# Deere 826D



## micah68kj (Oct 8, 2011)

Just found one of these: Deere 826D and it looks like it is brand new. Guy says it's 5 yrs old but only been used on a small driveway. He shows pics of all the parts of it and there's not even a paint chip on it. Augers and impeller still have all the paint. Says it's been serviced every year by Deere. Asking 550 for it and will very likely take 500. Is it a good deal? 
Joe


----------



## sscotsman (Dec 8, 2010)

Joe,
If it's the model I think it is, then its a fine machine..but it's 12 years old at the youngest, perhaps slightly older, and $550 is, IMO, a bit steep..

If it looks like this:
The Ariens 1960's and 1970's Sno-Thro info site.
(scroll down a bit past the Cub Cadet section to the John Deere section)
Then its actually an Ariens! which would make it a fine machine..
but Ariens hasnt made snowblowers for JD since 2001..so the machine is 12 years old, or older...that, by itself, isnt a big deal at all, especially if its a well-maintained machine, which it appears to be..
+ + +
Stated exercise:
Copy the part of the snowblower thread that opens with the words containing "## sscotsman (Dec" and closes with "appears to be..". The items after this are separate from the snowblower thread.

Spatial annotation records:
+ + +
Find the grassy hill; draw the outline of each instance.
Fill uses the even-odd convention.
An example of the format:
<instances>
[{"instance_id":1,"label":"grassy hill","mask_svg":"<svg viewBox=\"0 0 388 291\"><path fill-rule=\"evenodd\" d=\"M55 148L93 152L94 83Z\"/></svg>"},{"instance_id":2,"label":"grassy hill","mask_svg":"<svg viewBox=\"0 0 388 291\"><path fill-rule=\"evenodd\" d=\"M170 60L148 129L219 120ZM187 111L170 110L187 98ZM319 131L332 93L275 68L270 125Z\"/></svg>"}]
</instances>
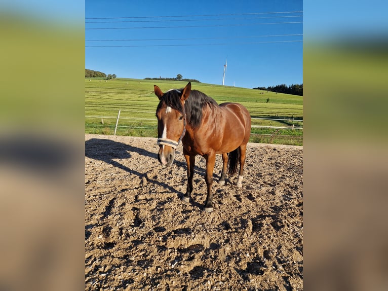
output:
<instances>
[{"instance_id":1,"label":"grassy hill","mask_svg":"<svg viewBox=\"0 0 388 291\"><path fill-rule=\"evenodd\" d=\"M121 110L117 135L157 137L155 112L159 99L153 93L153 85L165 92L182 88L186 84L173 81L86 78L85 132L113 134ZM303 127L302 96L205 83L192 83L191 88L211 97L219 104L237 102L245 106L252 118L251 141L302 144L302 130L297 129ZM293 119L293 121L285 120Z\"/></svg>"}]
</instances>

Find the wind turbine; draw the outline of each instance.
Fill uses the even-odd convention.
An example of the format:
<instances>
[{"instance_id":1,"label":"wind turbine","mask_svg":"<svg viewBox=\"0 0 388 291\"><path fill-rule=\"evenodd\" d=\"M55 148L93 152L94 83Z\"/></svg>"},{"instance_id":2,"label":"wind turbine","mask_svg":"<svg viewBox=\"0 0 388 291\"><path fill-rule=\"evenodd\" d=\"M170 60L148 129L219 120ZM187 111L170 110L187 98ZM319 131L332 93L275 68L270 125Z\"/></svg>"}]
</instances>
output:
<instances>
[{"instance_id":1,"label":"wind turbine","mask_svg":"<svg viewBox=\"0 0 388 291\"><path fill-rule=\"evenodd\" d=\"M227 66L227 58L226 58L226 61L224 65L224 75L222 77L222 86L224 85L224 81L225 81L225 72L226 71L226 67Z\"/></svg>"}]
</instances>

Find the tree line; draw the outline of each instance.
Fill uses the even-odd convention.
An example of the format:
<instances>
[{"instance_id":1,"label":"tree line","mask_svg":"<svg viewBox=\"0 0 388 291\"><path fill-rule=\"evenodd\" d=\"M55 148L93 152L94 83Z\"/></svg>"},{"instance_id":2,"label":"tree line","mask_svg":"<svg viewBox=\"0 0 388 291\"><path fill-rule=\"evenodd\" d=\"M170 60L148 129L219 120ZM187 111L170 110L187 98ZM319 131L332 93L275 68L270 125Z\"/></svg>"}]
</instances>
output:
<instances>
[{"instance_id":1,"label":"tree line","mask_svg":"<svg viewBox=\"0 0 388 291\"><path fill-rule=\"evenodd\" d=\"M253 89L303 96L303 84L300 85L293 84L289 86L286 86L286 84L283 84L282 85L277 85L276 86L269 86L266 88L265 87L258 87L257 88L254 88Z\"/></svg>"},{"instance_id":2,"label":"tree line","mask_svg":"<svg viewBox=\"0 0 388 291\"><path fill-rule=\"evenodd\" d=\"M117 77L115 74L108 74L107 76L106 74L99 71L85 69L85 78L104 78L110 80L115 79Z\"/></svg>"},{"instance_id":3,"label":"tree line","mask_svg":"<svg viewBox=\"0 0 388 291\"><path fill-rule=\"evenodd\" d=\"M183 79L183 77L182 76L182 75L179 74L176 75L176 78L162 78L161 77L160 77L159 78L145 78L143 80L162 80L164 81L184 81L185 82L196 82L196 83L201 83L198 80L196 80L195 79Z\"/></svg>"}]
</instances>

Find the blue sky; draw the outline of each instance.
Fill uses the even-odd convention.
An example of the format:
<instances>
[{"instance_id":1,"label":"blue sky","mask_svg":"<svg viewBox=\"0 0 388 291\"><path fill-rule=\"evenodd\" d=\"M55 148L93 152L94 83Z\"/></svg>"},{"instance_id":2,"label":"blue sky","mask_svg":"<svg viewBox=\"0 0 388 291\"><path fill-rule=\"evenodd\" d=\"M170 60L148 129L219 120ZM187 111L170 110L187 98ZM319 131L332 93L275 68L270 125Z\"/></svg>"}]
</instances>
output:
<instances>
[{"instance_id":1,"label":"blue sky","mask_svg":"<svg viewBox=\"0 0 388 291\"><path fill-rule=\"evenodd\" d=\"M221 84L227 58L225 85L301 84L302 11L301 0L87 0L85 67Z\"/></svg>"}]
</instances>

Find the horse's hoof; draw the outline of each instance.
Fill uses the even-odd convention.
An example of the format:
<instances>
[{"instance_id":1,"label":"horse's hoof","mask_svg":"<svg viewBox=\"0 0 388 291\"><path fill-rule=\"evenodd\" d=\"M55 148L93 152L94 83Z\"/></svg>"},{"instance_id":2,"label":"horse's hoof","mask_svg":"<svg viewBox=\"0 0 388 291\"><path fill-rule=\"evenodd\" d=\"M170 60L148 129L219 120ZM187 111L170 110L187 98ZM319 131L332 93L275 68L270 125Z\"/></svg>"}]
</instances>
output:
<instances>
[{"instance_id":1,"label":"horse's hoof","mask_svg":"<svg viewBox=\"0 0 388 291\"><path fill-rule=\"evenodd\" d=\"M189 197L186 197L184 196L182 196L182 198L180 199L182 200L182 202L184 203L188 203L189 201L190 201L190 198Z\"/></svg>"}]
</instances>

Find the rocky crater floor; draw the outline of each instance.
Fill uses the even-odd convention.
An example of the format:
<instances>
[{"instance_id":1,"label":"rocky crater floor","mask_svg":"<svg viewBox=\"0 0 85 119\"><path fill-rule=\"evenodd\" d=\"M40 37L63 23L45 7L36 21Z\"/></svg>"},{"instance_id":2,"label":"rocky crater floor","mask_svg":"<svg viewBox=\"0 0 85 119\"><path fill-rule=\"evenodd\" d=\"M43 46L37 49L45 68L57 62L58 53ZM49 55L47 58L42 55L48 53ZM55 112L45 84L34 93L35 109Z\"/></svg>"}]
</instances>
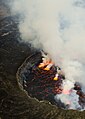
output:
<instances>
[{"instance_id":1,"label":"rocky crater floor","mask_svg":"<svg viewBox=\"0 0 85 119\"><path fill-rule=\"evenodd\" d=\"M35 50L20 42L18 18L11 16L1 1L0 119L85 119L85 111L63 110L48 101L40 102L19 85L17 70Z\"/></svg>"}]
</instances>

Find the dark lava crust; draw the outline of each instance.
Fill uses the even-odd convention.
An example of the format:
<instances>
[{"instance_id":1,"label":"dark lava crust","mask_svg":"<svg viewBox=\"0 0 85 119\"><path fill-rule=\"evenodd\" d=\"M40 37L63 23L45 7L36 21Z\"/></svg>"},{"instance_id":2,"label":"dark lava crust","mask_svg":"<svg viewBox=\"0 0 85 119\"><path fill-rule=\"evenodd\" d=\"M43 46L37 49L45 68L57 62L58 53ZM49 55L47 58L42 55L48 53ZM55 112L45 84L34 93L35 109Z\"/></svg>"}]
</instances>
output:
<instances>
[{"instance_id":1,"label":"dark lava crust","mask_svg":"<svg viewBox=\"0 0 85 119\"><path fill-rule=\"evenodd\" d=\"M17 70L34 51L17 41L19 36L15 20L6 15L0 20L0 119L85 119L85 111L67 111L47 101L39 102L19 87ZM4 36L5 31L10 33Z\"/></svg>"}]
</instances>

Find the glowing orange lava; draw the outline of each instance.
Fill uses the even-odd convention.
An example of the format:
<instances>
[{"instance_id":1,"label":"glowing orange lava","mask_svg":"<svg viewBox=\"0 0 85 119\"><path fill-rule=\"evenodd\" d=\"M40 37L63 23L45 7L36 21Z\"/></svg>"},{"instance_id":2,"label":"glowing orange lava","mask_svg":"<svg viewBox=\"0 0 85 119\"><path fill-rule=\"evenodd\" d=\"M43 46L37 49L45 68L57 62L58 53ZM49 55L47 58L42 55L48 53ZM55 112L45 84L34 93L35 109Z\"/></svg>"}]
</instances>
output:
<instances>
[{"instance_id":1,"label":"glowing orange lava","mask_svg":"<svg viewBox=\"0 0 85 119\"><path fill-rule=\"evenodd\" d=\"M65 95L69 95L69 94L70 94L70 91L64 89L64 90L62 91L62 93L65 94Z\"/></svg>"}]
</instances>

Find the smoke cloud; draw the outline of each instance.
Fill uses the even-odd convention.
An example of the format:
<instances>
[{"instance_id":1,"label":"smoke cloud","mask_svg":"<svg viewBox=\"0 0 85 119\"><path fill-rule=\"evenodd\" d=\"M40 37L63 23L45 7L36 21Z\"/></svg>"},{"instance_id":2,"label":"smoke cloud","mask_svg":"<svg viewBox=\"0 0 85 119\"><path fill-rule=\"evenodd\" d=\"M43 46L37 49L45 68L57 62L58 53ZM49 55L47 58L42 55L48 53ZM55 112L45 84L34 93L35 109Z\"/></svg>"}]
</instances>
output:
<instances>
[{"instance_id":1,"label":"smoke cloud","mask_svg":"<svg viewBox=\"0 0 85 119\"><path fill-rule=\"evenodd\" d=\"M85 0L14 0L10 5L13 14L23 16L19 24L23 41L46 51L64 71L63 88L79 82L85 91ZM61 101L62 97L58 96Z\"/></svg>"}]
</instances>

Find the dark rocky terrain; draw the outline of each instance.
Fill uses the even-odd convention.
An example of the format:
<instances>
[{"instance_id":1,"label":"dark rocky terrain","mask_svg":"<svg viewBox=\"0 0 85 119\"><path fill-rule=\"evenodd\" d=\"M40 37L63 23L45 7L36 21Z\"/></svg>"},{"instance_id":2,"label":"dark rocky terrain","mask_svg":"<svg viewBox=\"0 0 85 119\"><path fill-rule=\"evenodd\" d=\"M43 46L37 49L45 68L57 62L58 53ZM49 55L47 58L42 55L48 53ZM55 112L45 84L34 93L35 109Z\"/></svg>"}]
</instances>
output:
+ + +
Solution to this task:
## sscotsman (Dec 8, 2010)

Joe,
If it's the model I think it is, then its a fine machine..but it's 12 years old at the youngest, perhaps slightly older, and $550 is, IMO, a bit steep..

If it looks like this:
The Ariens 1960's and 1970's Sno-Thro info site.
(scroll down a bit past the Cub Cadet section to the John Deere section)
Then its actually an Ariens! which would make it a fine machine..
but Ariens hasnt made snowblowers for JD since 2001..so the machine is 12 years old, or older...that, by itself, isnt a big deal at all, especially if its a well-maintained machine, which it appears to be..